*Selected text*.
---------------
Deception Revisited

Edward Jay Epstein, who passed away at 88 in January, reprised many of his books and articles in Assume Nothing: Encounters with Assassins, Spies, Presidents, and Would-be Masters of the Universe, his last book, released in 2023. In all his works, Epstein was willing to go wherever the facts led him, in some cases where no author had gone before.

Epstein was the first chronicler of the Warren Commission with his Inquest: The Warren Commission and the Establishment of Truth and he profiled Lee Harvey Oswald in Legend: The Secret World of Lee Harvey Oswald. These works brought Epstein into contact with James Jesus Angleton, a veteran of the Office of Strategic Services (OSS), forerunner of the CIA. Angleton, a strong anti-Communist, handled counterintelligence, probing the efforts of the KGB to penetrate Western intelligence services through false defectors, double agents, disinformation and such.

Epstein’s Deception: The Invisible War Between the KGB and CIA broke new ground but was released in 1989 when the Soviet empire was breaking apart. As the author notes in Assume Nothing, the book landed in remainder bins because potential readers thought the invisible war was over. It wasn’t, and Deception remains more relevant than ever.

Angleton, a fly fisherman, liked to play Soviet defectors like Anatoli Golitsyn and Yuri Nosenko for all they were worth. The former OSS man needed to know if the Soviets’ deception loop included persons inside the CIA who could tell how the other side was interpreting the operations. CIA bosses were unwilling to believe that they could be penetrated and in 1974, amid charges that the CIA was spying on Americans, Angleton was fired. For Epstein, who knew him well, this effectively turned the CIA inside out.

The agency cut back on human counterintelligence and relied more on technical means of information gathering. One architect of that policy was Jimmy Carter’s CIA boss Stansfield Turner, “a disaster” in the view of former attorney general William Barr, who launched his career as a CIA lawyer. A key background story marks an anniversary this year.

In 1974, Aleksandr Solzhenitsyn’s, The Gulag Archipelago first appeared in Western languages. As this 50th anniversary review notes, Solzhenitsyn made the case that the Union of Soviet Socialist Republics was much worse than anybody imagined. Enthusiasm for the USSR in particular, and Communism in general plummeted in Western Europe, but not so much in the United States. U.S. President Gerald Ford declined to meet with the author, at a time when the USSR retained control of Eastern Europe, fueled conflicts around the world, and continued to run candidates in American elections.
---------------
*Records*.
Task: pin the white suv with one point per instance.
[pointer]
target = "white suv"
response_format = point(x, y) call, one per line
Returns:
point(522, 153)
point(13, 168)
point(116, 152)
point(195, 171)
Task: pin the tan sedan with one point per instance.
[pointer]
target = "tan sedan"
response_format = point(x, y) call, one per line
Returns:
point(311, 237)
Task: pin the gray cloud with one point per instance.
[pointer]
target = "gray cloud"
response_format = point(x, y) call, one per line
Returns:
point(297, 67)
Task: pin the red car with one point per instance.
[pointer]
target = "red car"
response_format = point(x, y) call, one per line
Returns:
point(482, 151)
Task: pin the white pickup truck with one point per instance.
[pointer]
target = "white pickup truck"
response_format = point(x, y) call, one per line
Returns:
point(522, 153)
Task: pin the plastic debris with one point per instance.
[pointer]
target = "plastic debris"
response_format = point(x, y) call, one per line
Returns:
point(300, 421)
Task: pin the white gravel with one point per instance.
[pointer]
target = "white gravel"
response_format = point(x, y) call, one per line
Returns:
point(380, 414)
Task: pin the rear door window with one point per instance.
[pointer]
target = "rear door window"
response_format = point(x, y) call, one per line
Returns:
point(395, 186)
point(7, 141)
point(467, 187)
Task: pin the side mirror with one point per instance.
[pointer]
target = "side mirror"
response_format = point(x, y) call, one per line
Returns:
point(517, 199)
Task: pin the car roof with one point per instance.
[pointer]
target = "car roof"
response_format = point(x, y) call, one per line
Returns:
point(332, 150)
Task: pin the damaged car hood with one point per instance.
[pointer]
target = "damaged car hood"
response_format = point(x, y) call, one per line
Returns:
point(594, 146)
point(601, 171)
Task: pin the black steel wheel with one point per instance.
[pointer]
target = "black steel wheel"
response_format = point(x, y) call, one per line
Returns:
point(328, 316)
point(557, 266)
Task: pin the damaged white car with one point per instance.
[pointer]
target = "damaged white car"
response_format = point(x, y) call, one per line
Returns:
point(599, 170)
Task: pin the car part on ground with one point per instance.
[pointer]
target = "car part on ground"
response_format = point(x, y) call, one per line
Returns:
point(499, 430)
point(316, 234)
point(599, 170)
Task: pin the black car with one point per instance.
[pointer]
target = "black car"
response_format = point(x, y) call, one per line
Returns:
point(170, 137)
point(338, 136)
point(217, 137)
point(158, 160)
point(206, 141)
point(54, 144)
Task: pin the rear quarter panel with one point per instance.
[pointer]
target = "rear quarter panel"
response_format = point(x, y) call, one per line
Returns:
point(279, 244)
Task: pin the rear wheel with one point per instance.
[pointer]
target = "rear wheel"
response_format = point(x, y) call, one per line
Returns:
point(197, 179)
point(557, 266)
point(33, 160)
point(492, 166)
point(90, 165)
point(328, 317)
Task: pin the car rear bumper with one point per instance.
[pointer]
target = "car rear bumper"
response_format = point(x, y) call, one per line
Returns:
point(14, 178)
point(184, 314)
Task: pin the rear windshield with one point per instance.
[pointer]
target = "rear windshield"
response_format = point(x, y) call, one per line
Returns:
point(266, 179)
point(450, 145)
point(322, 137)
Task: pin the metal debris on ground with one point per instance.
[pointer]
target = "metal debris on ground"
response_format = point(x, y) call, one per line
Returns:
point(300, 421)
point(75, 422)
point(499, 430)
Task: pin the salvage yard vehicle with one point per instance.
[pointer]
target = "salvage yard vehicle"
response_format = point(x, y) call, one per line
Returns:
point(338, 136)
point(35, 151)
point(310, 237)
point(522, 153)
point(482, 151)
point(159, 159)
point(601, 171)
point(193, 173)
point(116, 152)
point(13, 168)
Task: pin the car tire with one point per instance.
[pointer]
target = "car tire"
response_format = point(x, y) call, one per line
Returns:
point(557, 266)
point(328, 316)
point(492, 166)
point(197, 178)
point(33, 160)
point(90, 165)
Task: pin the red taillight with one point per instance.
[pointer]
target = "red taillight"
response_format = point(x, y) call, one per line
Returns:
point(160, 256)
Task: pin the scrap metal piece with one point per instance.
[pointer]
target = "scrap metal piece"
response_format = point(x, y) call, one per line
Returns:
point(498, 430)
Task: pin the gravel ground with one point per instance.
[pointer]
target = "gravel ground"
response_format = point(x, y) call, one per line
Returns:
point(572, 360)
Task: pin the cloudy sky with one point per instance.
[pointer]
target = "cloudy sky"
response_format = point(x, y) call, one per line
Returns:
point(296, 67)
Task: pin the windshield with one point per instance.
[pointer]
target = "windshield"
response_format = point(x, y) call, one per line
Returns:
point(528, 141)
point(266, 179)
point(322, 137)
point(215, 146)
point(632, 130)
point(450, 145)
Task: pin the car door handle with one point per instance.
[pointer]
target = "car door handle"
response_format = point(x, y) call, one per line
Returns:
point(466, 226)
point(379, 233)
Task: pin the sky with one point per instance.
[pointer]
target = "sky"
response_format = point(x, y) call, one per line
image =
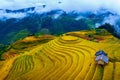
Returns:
point(66, 5)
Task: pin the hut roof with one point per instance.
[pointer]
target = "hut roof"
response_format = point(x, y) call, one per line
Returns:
point(103, 58)
point(100, 52)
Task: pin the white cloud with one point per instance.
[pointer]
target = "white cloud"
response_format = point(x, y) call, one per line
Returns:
point(66, 5)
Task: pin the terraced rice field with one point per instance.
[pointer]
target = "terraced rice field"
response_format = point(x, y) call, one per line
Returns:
point(64, 58)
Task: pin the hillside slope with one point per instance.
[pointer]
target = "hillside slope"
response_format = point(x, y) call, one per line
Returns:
point(68, 57)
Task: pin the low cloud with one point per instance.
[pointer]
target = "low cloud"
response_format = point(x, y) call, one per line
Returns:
point(66, 5)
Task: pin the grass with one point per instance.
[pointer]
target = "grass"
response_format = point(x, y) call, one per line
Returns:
point(68, 57)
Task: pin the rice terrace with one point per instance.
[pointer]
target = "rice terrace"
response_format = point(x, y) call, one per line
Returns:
point(67, 57)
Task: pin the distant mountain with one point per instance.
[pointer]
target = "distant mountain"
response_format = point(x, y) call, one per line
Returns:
point(53, 22)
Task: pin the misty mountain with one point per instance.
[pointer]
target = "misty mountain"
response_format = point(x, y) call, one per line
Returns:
point(53, 22)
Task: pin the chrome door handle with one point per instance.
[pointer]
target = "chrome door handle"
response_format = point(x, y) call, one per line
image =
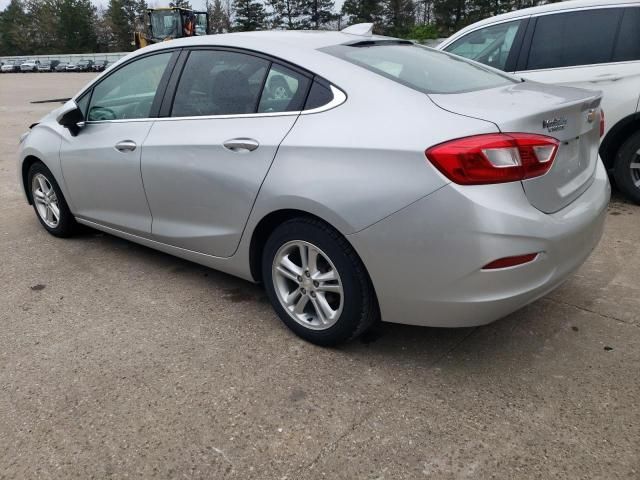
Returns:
point(240, 145)
point(126, 146)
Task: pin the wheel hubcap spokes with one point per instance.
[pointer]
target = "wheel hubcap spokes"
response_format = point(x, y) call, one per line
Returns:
point(635, 169)
point(46, 201)
point(308, 285)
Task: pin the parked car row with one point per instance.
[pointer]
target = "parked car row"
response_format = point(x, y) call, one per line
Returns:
point(20, 65)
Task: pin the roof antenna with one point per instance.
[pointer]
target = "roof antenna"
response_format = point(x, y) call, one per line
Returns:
point(362, 29)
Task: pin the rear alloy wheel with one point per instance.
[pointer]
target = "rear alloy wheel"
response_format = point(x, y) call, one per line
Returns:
point(49, 203)
point(627, 167)
point(316, 282)
point(308, 285)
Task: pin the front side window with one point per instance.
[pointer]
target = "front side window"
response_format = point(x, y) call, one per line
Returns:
point(219, 83)
point(490, 45)
point(575, 38)
point(284, 90)
point(129, 91)
point(420, 68)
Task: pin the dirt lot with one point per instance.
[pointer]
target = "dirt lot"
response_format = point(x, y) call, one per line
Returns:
point(118, 361)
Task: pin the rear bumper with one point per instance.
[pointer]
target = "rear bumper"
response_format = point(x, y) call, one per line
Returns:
point(426, 260)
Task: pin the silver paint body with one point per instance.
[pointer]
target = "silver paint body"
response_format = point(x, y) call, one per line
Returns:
point(359, 166)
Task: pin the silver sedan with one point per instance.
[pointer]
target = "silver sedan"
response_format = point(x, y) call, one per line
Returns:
point(357, 177)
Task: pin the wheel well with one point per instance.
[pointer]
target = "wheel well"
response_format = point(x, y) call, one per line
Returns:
point(26, 165)
point(266, 226)
point(616, 136)
point(261, 233)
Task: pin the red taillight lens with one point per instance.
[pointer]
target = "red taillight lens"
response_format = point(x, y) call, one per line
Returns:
point(494, 158)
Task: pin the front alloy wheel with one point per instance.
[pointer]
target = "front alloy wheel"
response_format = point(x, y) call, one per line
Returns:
point(45, 200)
point(48, 202)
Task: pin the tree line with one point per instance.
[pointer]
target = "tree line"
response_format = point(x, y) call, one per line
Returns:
point(77, 26)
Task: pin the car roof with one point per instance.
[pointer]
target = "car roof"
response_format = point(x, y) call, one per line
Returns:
point(303, 39)
point(547, 8)
point(299, 47)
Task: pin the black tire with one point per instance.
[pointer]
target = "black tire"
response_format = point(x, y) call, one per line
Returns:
point(67, 225)
point(626, 177)
point(360, 307)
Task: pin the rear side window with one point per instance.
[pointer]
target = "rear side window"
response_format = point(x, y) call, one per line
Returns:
point(420, 68)
point(219, 83)
point(586, 37)
point(319, 96)
point(628, 44)
point(490, 45)
point(284, 90)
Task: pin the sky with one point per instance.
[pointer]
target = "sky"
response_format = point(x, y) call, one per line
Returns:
point(197, 4)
---------------
*Request*.
Please answer these questions from the article on Edward Jay Epstein above:
(a) In what year was Deception: The Invisible War Between the KGB and CIA released?
(b) In what year was Angleton fired?
(c) Which U.S. president declined to meet with Solzhenitsyn?

*Output*.
(a) 1989
(b) 1974
(c) Gerald Ford